- TEXT:
I can’t believe I’m about to say this sentence, but this sub-genre of gaming has seemingly fallen off the face of the planet, so I must; Marvel: Ultimate Alliance is a throwback to games like Baldur’s Gate: Dark Alliance, Champions of Norrath and older cousin X-Men: Legends. I guess the alias for this genre would be “the Diablo clone” in that they procure every major aspect of Diablo except for the fervent, arthritis-inducing mouse-clicking. Your characters walk across assorted corridors and beat up legions of thugs and accumulate quantities of health and money along the way. One’s first inclination would be to think that all this goon-thrashing would get a bit redundant, but brace yourself for a shocker, Shocker, because it doesn’t. While the common strategy to defeat your foes (including most bosses) is for your troupe to gang up on the sucker and pummel them to nothingness, your characters also have a handful of different attack combinations, throws and most importantly, super power attacks to give your brain different thumb commands to send. Should you find yourself growing weary of one character’s one liners, just switch to another, even if it’s someone you wouldn’t expect to care about. You’d be surprised as to how amusing it can be to beat up aliens in outer space with Daredevil. Except for a few of the downloadable characters, each savior of humanity has their own unique attributes; if someone should fly, they can fly with no penalty to their special meter. If someone should web-swing, they can web swing. If someone makes playful children’s jokes while sticking a pistol down someone’s throat, you got Deadpool.

The previous paragraph’s list of games consist largely of fantasy titles where knights and sorcerers would slay legions of goblins and collect numerous articles of stat-boosting armor. Since wearing the breastplate of mystical defense and the Elven Gauntlets of striking +1 is a bit uncharacteristic for The Thing, the equipment system in the game is considerably more streamlined. You need only worry about equipping individual pieces of invisible armor like “the Fangs of Fing Fang Foom”, and you can even elect to not bother and let the game handle the wardrobe. However, you’ll eventually reach a point in the game’s eve where you’ll be told your inventory is full and you’ll have to do the minor chore of going to the menu screen to sell extras, though I doubt you’ll shed a tear pawning your Mephisto’s Essence.

Likewise, you can choose whether or not to elicit any emotion besides apathy in regards to how your characters level up. These points can be used to either unlock or strengthen new superpowers, and you can opt to exercise complete control over how they’re spent or automate the process (you know, in the event that you’re in a multiplayer session or just don’t give a damn how strong the Hulk’s Bash attack is.) But if you reach a point where you do give a damn and begin to think that you’d like to strengthen Elektra’s “spread her legs out spin kick” attack, you have a modicum of control in reallocating some of the points. The catch to automating the system is that the game will sometimes reassign the special attack buttons for new abilities, but you can undo the Watcher’s stupidity and change them on the fly anyways.

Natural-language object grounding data
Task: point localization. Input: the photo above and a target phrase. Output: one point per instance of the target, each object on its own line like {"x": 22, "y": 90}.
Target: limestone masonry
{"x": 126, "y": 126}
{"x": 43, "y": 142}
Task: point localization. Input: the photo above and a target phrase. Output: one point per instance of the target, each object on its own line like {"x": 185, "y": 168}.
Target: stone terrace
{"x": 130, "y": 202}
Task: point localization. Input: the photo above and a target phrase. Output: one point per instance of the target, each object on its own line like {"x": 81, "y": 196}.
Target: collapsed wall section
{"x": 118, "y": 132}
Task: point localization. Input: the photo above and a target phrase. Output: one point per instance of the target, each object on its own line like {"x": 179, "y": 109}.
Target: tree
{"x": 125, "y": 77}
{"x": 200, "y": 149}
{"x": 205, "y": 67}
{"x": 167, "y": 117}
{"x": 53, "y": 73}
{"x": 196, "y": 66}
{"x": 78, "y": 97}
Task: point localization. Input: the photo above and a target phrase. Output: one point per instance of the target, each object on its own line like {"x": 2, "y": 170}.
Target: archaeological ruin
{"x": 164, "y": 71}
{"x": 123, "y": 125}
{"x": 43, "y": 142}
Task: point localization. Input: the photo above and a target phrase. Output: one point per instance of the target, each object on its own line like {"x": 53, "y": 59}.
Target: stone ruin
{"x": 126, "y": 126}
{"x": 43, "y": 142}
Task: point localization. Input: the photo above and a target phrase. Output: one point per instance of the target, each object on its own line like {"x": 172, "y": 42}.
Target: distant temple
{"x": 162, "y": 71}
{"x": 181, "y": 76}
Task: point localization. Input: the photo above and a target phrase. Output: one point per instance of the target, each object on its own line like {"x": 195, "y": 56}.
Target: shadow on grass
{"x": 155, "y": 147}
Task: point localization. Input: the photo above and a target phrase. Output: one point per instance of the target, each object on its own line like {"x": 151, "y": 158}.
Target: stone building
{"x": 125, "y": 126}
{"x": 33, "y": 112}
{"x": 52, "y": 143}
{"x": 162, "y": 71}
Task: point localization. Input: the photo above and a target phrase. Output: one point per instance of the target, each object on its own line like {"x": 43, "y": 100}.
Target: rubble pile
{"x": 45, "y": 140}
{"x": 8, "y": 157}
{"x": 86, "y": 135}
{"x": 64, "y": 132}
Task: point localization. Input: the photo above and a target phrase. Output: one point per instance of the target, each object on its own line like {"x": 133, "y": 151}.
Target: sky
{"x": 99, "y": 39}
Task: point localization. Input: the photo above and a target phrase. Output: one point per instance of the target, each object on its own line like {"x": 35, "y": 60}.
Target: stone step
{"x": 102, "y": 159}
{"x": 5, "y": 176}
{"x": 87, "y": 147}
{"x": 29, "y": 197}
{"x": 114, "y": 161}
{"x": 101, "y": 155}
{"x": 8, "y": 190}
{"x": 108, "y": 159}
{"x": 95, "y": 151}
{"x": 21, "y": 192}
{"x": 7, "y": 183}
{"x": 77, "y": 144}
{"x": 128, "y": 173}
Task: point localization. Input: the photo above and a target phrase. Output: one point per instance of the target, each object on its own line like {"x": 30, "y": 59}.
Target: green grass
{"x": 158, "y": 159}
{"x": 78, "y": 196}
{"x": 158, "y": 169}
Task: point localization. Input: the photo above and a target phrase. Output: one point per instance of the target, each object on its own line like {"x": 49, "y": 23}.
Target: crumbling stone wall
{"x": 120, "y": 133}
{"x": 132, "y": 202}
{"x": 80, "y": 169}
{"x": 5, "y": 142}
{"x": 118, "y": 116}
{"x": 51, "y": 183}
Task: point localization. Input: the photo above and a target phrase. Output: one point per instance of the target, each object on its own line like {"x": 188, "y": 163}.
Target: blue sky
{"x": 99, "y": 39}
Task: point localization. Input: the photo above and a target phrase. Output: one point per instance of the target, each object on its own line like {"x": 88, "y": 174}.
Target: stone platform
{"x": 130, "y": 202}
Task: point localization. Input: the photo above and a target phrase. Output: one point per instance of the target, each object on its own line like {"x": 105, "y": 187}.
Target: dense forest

- AIM OF THE TASK:
Resume the Marvel: Ultimate Alliance review from its last sentence and carry it forward in the same voice.

- OUTPUT:
The game’s tragically not perfect, as the game shows some weaknesses as strange as the weaknesses of DC characters. Too many boss battles consist of easy quick-time events asking the player to simply press the button on the screen when asked. In doing so, you’ll bare witness to the exact same animations during these quick-time events four or five times over. The production values seem to falter in these battles as a lack of sound effects during these action sequences make your altercation feel less like a battle of superhumans than a battle of your old action figures. Several imperfections litter the game’s story sequences, which often consist of the character models standing still while dialogue appears and the audio clip of the voice actor plays in the background. When a scene of action needs to occur in these sequences, a decided lack of action occurs on the screen. Giving away examples would spoil the plot however, so you kind of have to marvel at the stupidity for yourself.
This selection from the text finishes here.